*TEXT SHOWN*
"""

Badak Lampung Football Club, commonly known as BLFC, is an Indonesian football club based in Bandar Lampung, Lampung. Their nickname is Saburai Warriors. They play in the Liga 3 in the Indonesian Football League. They play their home matches at Sumpah Pemuda Stadium.

History 
The club was initially established in 1970 as Perseru Serui. In 2010, the club gained promotion to the Premier Division after finishing as the fourth-ranked Liga Indonesia First Division.

In 2013, Perseru achieved its dream to compete at the highest football competition in Indonesia, Indonesia Super League after successfully stepping into the Premier Division Final 2013 season.

In March 2019, Perseru was bought by a businessman in Lampung, since all clubs in Lampung were only competing in third tier league. No clubs in Lampung competed in Liga 1 for decades. Therefore, the club's home base was moved to Lampung, and the club's name was changed from Perseru Serui to Badak Lampung FC. However, they only competed for a year (five years overall) in 2019 Liga 1, and were relegated to Liga 2 for 2020 season.

"""

*WHAT YOU WILL DO*
A. Translate this sentence from the text on Badak Lampung FC into Spanish: "They play their home matches at Sumpah Pemuda Stadium."
B. Pick up the account of Badak Lampung FC after its last sentence and carry it further.

*DATA EXTRACT*
"""

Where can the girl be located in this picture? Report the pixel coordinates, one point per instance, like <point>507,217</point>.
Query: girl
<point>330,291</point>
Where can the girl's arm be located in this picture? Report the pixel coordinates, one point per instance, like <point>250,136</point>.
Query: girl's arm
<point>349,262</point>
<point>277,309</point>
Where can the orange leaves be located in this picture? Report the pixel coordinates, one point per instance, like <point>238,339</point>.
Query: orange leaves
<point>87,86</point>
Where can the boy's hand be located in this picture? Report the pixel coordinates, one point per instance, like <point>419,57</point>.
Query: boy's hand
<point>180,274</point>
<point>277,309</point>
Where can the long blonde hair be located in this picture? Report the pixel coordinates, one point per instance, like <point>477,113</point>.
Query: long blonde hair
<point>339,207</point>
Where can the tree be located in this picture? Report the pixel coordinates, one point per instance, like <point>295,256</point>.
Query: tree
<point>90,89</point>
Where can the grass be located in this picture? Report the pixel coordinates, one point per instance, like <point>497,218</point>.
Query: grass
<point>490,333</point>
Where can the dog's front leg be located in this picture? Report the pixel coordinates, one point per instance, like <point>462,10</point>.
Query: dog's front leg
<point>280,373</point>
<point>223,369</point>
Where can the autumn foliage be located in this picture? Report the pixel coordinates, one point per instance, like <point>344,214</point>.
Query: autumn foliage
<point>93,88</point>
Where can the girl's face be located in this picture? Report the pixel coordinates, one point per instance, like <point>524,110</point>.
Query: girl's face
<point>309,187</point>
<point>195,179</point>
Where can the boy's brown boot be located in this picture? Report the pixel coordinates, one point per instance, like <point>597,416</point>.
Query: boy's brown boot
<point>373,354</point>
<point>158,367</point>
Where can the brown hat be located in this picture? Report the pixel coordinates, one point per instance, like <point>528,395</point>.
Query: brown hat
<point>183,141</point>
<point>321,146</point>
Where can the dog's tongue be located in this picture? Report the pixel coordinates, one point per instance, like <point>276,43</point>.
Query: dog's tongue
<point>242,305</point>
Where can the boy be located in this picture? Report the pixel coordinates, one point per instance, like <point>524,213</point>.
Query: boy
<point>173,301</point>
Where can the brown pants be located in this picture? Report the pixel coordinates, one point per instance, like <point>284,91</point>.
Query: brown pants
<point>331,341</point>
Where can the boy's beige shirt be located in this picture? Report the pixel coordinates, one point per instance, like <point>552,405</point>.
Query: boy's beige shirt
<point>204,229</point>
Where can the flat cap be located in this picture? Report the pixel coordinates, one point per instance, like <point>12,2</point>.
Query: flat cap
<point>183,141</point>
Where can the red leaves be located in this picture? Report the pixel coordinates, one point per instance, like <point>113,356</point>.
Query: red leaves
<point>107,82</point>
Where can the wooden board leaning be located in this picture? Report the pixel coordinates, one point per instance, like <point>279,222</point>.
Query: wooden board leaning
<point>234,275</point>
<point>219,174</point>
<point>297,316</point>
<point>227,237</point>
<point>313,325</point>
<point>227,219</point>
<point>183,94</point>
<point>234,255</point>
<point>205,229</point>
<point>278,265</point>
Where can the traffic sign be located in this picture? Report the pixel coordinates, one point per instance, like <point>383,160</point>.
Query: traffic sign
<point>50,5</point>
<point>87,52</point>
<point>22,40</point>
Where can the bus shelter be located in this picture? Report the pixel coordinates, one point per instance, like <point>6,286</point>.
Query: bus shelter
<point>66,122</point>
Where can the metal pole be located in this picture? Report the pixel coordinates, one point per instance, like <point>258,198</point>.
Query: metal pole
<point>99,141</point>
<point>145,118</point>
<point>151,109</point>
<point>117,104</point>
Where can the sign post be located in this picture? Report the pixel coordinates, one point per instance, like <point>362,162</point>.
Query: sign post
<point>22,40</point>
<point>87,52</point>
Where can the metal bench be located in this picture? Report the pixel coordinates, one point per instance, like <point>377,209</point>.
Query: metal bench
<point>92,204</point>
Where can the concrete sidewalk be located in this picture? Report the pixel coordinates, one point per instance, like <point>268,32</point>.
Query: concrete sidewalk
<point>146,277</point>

"""

*TASK-BY-TASK OUTPUTS*
A. Juegan sus partidos como local en el Estadio Sumpah Pemuda.

B.
Sponsorship 
 Sunpride
 Indofood
 M-150
 Kredit Plus

Kit supplier 
 Veldome Sport (2012)
 Injers (2015)
 Junior Sport (2017)
 Noij Sportwear (2018)
 Made by Club (2019)
 MAR10 Apparel (2020)
 Adhoc Apparel (2021−2022)

Stadiums 
 Marora Stadium (2012–2019)
 Sumpah Pemuda Stadium (2019–present)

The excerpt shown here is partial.